QUOTED TEXT:
Microschools are the perfect conservative response to the educational challenge. A microschool is a small business. It’s a teacher or two who loves what she does but can’t stand working in the Soviet-style, bureaucratized hell that a government school is built to be, so she hangs up a shingle like a lawyer or accountant would, rounds up a couple of dozen kids and gives them individualized instruction at a space she rents in a strip mall or something.

And instead of making $50,000 per year, she starts making $100,000. And if kids in her school are disruptive, she sends them packing. No bureaucrat tells her she can’t.

And by the way, if Republican policymakers really want to fly their freak flag, they’d go after the teacher certification scam which bars entry into the profession. Everybody here is aware of the fact that the education majors on practically every campus are the ones with the lowest aggregate SAT and ACT scores, right? And yet people who are actual mathematicians, scientists, engineers, writers, and so forth get frozen out of the teaching of our kids. It’s insane.

ROWS:

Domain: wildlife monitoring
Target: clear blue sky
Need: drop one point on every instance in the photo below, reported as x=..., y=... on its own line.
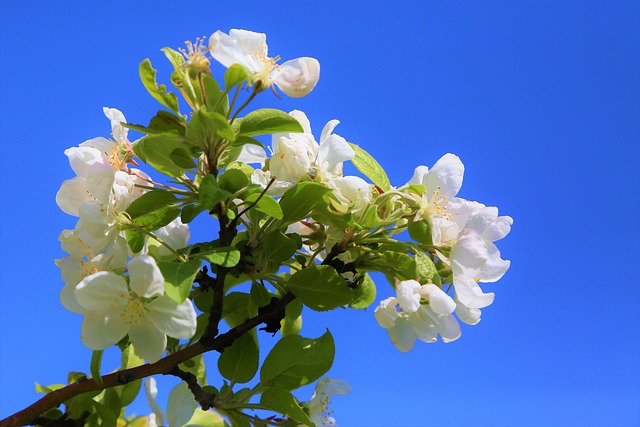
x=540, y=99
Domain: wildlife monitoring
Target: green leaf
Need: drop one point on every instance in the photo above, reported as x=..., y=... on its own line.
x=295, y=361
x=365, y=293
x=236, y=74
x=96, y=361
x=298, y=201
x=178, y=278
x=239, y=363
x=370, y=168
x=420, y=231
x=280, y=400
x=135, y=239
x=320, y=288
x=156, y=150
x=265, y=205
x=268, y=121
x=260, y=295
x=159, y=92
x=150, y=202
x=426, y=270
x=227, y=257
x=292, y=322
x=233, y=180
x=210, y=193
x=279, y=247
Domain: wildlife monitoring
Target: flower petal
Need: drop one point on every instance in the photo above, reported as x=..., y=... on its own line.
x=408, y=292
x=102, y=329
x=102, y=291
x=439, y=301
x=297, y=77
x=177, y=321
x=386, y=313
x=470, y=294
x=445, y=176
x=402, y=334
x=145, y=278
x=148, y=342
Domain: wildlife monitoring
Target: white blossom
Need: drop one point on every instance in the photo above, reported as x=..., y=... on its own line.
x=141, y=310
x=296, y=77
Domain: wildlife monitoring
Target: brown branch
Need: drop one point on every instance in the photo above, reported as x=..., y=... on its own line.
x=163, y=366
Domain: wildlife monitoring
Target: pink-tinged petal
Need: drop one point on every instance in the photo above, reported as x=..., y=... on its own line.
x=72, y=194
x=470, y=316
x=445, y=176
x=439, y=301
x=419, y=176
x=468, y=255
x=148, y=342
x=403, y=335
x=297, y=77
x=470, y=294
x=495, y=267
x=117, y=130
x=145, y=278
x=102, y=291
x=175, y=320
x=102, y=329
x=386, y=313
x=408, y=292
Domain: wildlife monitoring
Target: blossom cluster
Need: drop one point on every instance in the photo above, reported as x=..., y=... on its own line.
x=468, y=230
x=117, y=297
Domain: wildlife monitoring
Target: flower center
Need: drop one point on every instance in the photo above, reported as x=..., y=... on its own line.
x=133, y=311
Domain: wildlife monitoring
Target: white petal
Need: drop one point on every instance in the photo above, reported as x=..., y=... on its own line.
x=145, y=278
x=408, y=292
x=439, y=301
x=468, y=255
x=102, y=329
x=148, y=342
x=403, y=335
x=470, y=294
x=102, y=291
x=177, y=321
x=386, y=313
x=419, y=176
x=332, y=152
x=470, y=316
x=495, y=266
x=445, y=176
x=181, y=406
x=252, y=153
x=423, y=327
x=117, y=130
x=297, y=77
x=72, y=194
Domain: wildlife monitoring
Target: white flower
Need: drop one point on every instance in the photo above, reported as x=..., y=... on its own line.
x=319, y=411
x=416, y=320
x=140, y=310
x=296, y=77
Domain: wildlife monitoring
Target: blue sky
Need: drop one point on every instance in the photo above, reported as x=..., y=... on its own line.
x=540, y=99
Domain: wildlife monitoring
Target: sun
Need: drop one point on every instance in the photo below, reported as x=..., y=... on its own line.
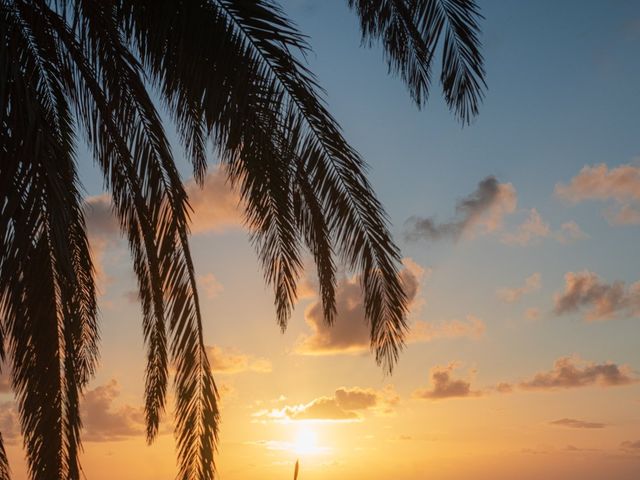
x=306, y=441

---

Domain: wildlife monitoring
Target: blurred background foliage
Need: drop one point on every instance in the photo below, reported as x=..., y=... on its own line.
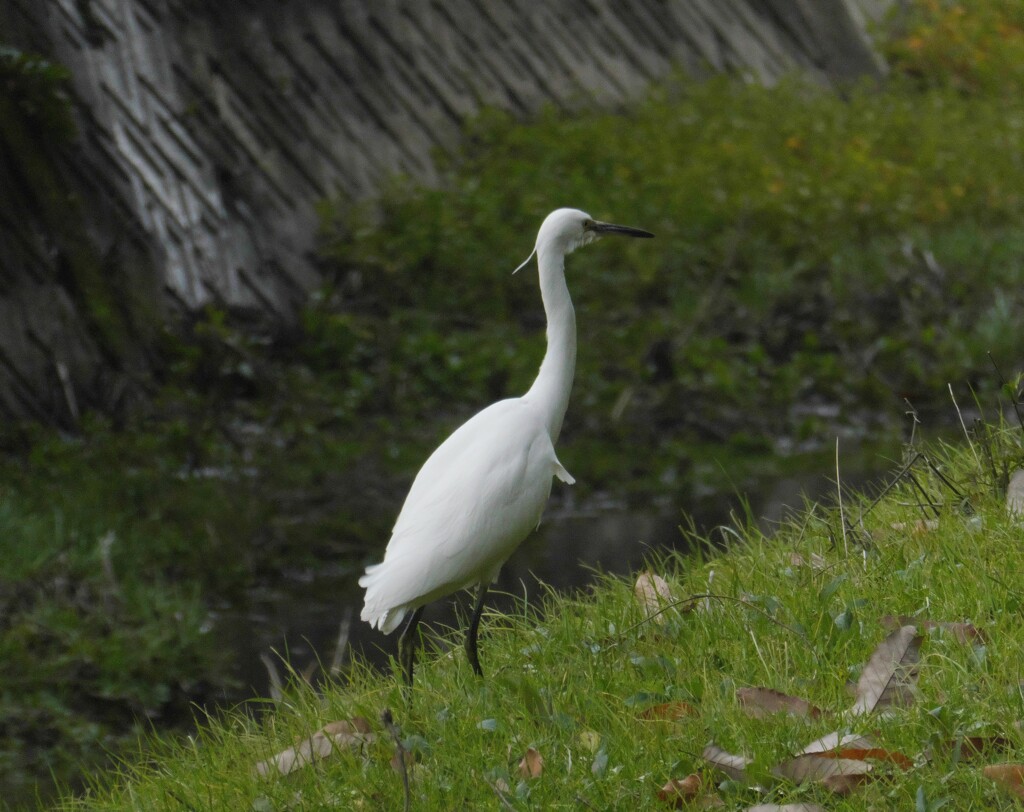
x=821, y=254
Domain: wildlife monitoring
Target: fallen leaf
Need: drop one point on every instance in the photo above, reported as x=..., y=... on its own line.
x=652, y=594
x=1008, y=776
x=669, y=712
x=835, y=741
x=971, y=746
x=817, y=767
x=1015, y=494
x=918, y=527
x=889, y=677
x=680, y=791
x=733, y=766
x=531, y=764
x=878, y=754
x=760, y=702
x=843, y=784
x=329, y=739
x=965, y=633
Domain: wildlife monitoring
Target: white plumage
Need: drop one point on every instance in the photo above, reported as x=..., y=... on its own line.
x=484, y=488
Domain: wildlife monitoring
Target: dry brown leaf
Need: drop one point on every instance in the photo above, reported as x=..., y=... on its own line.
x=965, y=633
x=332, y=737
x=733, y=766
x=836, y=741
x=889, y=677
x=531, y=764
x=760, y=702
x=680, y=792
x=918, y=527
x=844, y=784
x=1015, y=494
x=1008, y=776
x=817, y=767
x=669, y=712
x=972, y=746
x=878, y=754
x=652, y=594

---

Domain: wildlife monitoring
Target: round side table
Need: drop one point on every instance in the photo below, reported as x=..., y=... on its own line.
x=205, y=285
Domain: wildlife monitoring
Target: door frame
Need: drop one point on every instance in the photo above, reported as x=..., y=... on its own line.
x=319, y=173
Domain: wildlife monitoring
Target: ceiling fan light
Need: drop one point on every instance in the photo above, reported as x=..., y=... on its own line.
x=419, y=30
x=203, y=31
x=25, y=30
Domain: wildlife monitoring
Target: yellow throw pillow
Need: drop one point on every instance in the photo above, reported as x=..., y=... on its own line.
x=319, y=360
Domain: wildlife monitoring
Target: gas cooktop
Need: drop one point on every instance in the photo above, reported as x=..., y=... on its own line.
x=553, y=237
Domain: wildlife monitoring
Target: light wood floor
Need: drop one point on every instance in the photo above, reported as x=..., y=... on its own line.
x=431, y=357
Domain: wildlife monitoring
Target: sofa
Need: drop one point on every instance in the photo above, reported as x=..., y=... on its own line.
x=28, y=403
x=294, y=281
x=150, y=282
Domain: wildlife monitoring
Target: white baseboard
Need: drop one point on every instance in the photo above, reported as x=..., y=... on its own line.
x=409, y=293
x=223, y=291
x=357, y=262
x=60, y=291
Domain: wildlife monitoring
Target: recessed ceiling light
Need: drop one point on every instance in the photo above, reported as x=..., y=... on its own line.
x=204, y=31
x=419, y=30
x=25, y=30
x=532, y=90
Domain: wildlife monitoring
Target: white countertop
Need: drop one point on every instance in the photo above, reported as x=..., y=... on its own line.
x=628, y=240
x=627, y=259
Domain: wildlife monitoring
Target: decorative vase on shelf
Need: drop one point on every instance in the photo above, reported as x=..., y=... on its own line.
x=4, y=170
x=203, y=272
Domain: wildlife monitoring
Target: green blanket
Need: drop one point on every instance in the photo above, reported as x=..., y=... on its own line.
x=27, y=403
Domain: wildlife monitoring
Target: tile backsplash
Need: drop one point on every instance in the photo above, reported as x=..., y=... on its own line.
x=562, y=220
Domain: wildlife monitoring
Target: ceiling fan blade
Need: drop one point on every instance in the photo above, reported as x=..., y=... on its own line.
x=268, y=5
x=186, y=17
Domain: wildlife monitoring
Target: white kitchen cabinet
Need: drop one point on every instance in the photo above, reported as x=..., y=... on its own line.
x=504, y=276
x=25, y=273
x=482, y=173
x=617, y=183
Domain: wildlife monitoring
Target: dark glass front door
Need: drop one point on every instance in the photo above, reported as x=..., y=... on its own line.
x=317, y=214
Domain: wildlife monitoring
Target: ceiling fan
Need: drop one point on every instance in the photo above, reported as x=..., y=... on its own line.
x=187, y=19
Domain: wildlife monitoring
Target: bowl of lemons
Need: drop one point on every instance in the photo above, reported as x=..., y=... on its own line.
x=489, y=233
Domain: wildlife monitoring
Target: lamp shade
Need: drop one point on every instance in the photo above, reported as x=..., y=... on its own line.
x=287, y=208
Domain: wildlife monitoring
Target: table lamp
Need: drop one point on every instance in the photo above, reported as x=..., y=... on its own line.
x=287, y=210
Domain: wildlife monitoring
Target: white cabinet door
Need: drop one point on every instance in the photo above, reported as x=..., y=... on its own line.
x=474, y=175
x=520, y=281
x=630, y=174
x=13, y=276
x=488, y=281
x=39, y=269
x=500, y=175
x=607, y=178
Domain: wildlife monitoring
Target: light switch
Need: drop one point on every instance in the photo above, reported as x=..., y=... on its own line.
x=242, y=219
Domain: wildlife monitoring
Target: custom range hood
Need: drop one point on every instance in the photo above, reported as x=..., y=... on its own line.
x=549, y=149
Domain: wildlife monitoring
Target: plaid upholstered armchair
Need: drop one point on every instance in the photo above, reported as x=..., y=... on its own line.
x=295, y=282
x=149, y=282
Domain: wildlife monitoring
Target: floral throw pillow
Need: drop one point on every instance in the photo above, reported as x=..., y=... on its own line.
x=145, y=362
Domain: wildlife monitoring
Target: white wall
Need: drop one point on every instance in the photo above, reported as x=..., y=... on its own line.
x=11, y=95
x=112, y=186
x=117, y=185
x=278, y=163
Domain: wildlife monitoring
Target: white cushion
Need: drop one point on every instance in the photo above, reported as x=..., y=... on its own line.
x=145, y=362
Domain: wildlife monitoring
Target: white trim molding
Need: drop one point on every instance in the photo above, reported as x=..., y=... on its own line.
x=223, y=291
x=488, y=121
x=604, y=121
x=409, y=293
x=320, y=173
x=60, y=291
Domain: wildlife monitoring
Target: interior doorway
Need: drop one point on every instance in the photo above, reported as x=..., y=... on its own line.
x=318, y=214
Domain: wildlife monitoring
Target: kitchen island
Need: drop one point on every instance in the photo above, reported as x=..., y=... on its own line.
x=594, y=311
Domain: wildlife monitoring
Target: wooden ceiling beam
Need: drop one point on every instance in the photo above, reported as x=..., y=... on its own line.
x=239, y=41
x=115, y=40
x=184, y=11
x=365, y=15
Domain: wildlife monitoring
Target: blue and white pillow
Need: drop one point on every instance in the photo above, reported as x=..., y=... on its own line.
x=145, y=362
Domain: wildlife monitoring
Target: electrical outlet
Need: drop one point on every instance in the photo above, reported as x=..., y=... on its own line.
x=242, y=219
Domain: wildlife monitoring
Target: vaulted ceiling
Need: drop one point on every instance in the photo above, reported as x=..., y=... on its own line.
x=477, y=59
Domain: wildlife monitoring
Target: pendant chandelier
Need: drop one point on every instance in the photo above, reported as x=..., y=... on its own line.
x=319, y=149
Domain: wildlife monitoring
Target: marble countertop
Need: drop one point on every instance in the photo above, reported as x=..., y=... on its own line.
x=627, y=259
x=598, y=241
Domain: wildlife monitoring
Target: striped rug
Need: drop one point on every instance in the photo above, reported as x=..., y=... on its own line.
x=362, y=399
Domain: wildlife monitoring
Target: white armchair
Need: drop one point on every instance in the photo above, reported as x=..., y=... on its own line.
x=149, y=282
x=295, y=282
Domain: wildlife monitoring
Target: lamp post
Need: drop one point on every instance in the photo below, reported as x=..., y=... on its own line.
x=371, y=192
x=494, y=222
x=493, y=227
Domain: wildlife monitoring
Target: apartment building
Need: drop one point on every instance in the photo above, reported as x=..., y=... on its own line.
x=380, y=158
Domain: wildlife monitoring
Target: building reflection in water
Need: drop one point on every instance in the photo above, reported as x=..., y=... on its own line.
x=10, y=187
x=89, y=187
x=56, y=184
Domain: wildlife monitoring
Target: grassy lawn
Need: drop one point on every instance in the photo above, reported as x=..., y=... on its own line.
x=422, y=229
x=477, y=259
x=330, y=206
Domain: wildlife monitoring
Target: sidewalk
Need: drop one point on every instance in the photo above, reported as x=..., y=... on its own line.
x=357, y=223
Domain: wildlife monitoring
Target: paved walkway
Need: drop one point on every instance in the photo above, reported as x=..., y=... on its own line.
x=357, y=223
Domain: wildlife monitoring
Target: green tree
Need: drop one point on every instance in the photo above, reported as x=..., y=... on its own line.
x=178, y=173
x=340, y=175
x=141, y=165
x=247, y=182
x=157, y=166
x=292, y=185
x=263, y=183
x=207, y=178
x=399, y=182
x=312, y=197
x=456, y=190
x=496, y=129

REQUIRED ACTIONS:
• A. Answer these questions about the microschools text:
(i) What yearly pay does the teacher go from and to?
(ii) What does she do with kids who are disruptive?
(iii) Which college majors does the text say have the lowest aggregate SAT and ACT scores?
• B. Carry on the microschools text from the point where it stops.
The listing has no role in any of this.

ANSWERS FOR THE TASKS:
• A.
(i) From $50,000 to $100,000 per year.
(ii) She sends them packing.
(iii) Education majors.

• B.
Do you really think decentralization and competition, small business, couldn’t fix CRT in our schools? Of course it can. If nothing else, an open, decentralized marketplace is a whole lot harder to infiltrate and capture than a closed bureaucratic system is. It isn’t an accident that the Left has gravitated so completely toward institutions which are the sole occupiers of their space — like in academia, Hollywood, and government bureaucracies.

You probably didn’t attach too much meaning to it when Crazy Bernie Sanders was on TV bitching about all the different kinds of deodorant on the store shelves, but when you blew that off you missed something. That was the Big Reveal in a little package.

What’s important isn’t that we elect a bunch of Republicans to Congress and to state legislatures for the next couple of years. What’s far more important is that those Republicans we elect be made to understand they’re being elected to move the damn ball forward. No more failure theater, and no more cowering in the face of nasty leftists like Randi Weingarten making threats about beating them in the next election.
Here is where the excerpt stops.